# Source document
Begin

On his third album Going Places, French-Canadian Antoine Bédard, slightly better known as Montag, has enlisted quite an amazing array of collaborators, ranging from Paris-based stargazers M83 to Montreal's own violin-armed wunderkind Final Fantasy, with members of Stars, Beach House and Au Revoir Simone stopping by between takes.

With this you would, rightly, expect an album of heady, eclectic pop brilliance. Instead the twelve tracks than encompass Going Places amount to little more than a tiresome journey through alarmingly similar electronic-pop landscapes. Opener 'I Have Sound', a collaboration with M83, starts things off in a pleasant enough manner, with dramatic synth washes and nuggets of hushed electronics slowly building in a similar fashion to the Parisians’ recent Digital Shades (Volume 1), but past this there is very little variation in Antoine's meticulously grafted blueprints.

The biggest gripe is that for the main part the vocal and music contributions from the various collaborators do not mix with the stubborn structures they are added to. Particularly testament to this are the vocal contributions from Amy Millan and Victoria Legrand: powerful and emotive in their raw form, they sound out of place in their mother songs, and so inevitably offer no respite from the repetitive nature of this album.

End

# Extracted data
Begin

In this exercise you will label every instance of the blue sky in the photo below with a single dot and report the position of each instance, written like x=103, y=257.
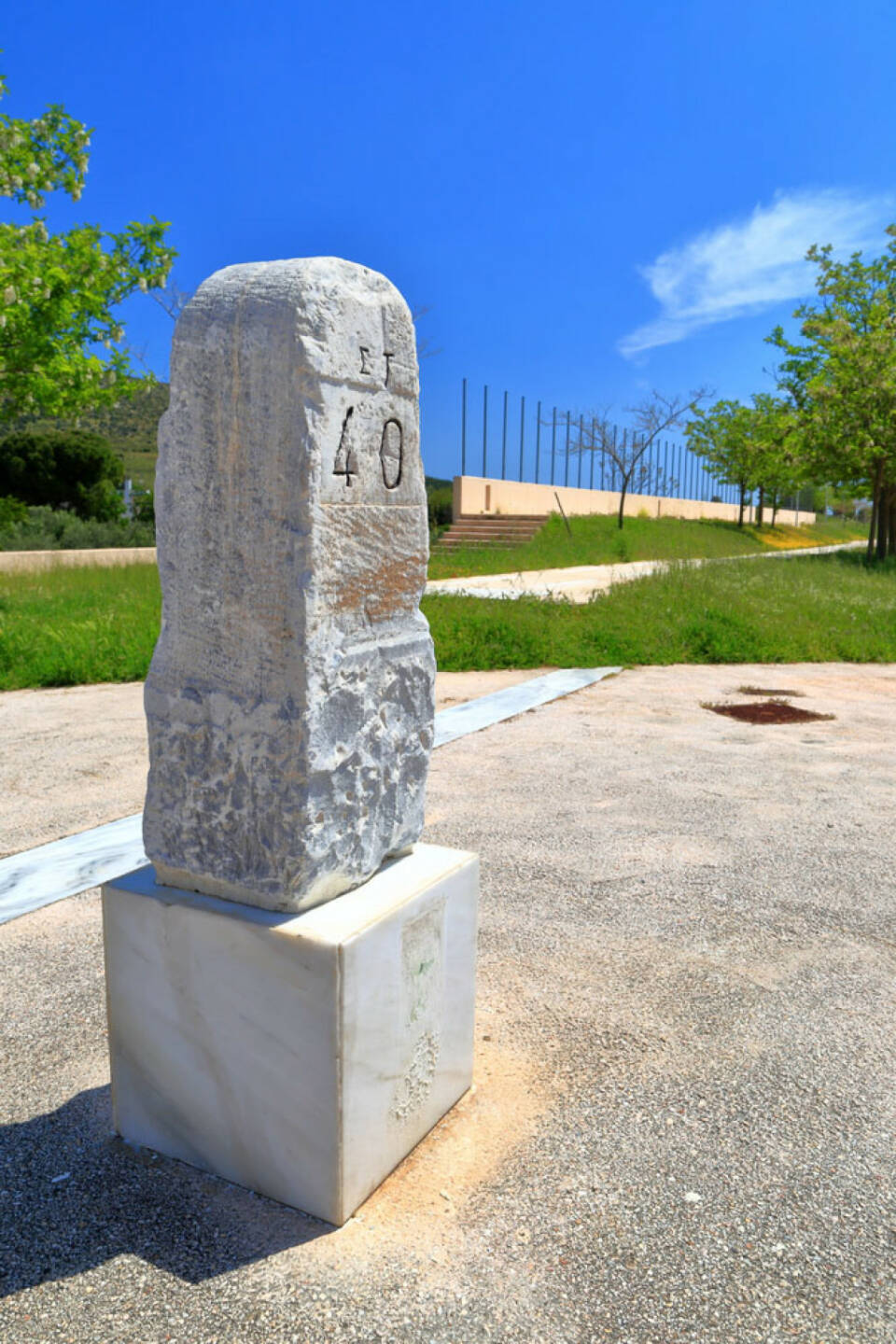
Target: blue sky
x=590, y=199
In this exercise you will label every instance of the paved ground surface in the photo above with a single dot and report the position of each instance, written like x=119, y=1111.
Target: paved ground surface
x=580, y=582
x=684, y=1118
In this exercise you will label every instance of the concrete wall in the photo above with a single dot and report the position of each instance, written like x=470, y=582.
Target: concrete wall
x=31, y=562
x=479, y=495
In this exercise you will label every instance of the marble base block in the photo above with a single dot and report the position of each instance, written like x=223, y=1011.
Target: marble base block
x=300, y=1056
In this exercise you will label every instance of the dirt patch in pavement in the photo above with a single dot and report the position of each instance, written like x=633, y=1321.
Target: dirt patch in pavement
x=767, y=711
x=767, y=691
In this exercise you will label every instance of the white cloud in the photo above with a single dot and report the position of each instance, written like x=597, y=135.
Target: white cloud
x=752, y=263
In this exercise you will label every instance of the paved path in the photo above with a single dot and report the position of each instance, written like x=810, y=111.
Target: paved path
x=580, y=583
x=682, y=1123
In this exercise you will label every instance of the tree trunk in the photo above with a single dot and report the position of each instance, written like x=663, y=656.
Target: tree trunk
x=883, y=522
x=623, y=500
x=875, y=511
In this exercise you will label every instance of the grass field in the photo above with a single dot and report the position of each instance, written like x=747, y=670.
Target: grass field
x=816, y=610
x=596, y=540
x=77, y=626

End

# Stated goal
Reproduce the album review word for word, starting at the words "With this you" and stopping after the words "meticulously grafted blueprints.".

# Task response
With this you would, rightly, expect an album of heady, eclectic pop brilliance. Instead the twelve tracks than encompass Going Places amount to little more than a tiresome journey through alarmingly similar electronic-pop landscapes. Opener 'I Have Sound', a collaboration with M83, starts things off in a pleasant enough manner, with dramatic synth washes and nuggets of hushed electronics slowly building in a similar fashion to the Parisians’ recent Digital Shades (Volume 1), but past this there is very little variation in Antoine's meticulously grafted blueprints.